Posted by Libby Miller on
Welcome to weeknotes from the IRFS team in BBC R&D, where this week we are starting to talk with machines, and understand humans.
The Experiences team are working on three main projects. For Atomised Media, Tim, Lara, Chris N, Ant, Chrissy and Tom H have been putting the final polish on the Newsbeat Explains site, getting it up to a public-facing standard. Barbara has been negotiating with the stakeholders on when and how the site will go live, and liaising with our journalist Anna who will create the articles. Ant has been our sprint manager, and wrote up the run book (a document that tells the system administrators what to do if a problem with our site occurs). He also load tested the service using Gatling.
Meanwhile, Chris and Tim have been working with Tristan on improving the analytics. Lara and Chris N investigated ImageChef as a service to reduce page load times by providing responsive (i.e. appropriately sized) images for each device size. Tom H, Chrissy and Lara have been working with Tom M to improve the front end design and user experience. Alan has been improving the web interface to his script parser. Andrew worked with him to produce some wireframes for the new interface.
For Tellybox, Henry, Joanne, Libby and Calliope have been transcribing the eight interviews we've run to help understand people's TV watching habits. Joanne designed and ran a workshop to help us group our detailed findings from the interviews. Libby managed to get some BARB data in SQL and discovered that about a third of TV watching is with others - higher for on-demand. She's also been planning the next steps for the project.
Henry pitched the Talking to Machines project to the team and it's going ahead, so he's now planning out the project in more detail. We got an Amazon Echo! Henry and Ant have been setting up and testing it. Henry’s been mapping out behavior and sketching VUI flows for a possible Radio application for Alexa.
We are going to a team day next Monday to look at the projects we have ongoing and discuss the future direction of the Experiences Team. Joanne, Libby, Tristan and Ant have been working hard to plan it so we make best use of our time, using Catwigs (pictured above) among other tools, to help us understand and evaluate our projects.
The Discovery team have been focused on developing and deploying new features, and understanding our short to medium term priorities.
Thanks to Manish our Content Analysis Pipeline is more stable, and further work carrying on into the next sprint will help with scalability. Stability has allowed us to roll out the feeds management work by Frankie. This both allows us to manage all the content (RSS, Twitter and YouTube) feeds that we receive, and suggests new sources based on links we find whilst analysing content.
We have been working with myBBC to understand how we might contribute to recommendation systems (Chris, Thomas and Manish) and with News and NewsLabs (Olivier) to understand and scope out their future requirements.
Katie has been leading the collaboration with The Arts and Events team in Scotland. Using the Hay Literary Festival, Chris explored how we could identify significant people, locations and creative works associated with events such as arts and music festivals. He developed a script which uses festival websites or downloadable programmes to suggest candidates which could then be vetted by the user to produce a formatted search query for our editorial algorithms. Using this technique we provided a constantly updating stream of content to the team covering Hay. The learning from this is feeding into our work with them on the upcoming Edinburgh Festivals (International, Fringe, Book and Film).
David has been exploring different ways of presenting the content we find that try to answer some of the requests for time and/or topic based searching that we’ve had from our users.

• _Brief_
From the BBC R&D weeknotes above, list every team member named as putting the final polish on the Newsbeat Explains site.

• _Dataset records_
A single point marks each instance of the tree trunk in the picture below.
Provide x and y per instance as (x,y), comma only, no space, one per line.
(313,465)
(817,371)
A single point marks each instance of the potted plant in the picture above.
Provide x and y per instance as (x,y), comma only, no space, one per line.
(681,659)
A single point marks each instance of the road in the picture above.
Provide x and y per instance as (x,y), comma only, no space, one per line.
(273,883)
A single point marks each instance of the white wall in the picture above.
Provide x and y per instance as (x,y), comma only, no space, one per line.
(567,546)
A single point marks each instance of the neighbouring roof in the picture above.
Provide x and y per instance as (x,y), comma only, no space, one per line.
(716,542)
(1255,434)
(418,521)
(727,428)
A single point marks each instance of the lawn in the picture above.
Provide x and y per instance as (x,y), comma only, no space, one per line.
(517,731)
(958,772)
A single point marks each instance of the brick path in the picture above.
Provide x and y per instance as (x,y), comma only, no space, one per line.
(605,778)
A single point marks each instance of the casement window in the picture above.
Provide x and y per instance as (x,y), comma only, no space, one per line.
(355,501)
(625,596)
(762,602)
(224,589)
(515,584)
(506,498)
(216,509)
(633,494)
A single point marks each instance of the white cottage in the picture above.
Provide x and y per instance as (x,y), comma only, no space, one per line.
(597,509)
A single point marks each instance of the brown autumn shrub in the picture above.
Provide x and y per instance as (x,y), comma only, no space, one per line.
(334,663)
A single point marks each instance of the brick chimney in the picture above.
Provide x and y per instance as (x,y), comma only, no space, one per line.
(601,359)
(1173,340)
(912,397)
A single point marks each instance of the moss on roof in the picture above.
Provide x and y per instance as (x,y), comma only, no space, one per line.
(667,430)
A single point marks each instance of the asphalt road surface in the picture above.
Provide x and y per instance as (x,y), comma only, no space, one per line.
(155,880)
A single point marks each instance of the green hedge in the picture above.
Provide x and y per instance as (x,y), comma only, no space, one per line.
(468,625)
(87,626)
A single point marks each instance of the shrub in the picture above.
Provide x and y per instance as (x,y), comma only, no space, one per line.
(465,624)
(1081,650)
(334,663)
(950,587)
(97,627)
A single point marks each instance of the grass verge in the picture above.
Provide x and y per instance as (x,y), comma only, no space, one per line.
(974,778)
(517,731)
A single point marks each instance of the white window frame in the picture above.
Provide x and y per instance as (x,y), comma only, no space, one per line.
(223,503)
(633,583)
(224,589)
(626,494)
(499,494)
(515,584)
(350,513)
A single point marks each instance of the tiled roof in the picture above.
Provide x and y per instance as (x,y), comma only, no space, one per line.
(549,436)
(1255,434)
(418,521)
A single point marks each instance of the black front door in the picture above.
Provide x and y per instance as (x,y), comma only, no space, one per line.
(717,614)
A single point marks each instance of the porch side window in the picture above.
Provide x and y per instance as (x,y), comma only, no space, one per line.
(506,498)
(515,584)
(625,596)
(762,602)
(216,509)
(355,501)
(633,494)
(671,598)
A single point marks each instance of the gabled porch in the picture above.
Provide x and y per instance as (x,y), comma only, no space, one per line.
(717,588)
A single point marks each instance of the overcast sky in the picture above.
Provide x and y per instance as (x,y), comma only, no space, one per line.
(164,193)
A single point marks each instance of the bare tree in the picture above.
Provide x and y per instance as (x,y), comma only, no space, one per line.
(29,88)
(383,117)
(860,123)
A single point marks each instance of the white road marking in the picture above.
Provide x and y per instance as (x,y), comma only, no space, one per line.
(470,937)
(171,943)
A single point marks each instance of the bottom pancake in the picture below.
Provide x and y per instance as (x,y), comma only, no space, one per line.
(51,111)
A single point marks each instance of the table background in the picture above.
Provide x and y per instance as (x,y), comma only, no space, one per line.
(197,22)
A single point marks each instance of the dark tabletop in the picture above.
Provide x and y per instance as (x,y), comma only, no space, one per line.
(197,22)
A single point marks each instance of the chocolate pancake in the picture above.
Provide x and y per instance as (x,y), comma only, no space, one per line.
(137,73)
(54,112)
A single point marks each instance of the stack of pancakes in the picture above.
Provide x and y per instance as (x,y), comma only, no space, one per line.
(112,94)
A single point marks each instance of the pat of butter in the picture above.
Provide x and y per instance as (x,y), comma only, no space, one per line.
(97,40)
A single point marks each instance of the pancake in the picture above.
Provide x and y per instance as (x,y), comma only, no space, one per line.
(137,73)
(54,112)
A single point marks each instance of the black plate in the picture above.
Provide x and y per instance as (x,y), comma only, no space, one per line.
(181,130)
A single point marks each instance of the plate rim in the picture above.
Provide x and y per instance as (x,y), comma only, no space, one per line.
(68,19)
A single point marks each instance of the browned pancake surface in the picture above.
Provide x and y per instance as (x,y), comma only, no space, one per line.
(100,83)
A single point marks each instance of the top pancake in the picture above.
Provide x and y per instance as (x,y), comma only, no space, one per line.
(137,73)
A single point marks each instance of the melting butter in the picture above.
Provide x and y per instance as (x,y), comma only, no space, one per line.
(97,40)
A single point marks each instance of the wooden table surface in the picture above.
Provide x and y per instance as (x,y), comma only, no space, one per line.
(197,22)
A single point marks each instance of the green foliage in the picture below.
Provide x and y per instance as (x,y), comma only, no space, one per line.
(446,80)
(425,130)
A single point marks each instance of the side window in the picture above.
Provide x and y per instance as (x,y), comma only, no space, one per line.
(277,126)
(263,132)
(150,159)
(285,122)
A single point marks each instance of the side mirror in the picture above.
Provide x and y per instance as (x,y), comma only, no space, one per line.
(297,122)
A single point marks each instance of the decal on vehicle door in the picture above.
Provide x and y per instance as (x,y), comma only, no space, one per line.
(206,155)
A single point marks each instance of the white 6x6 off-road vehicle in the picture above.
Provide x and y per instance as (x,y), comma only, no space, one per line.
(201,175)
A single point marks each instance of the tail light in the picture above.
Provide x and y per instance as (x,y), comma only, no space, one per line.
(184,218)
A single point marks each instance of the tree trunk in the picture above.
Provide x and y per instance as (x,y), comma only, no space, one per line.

• _Solution for this task_
Tim, Lara, Chris N, Ant, Chrissy, Tom H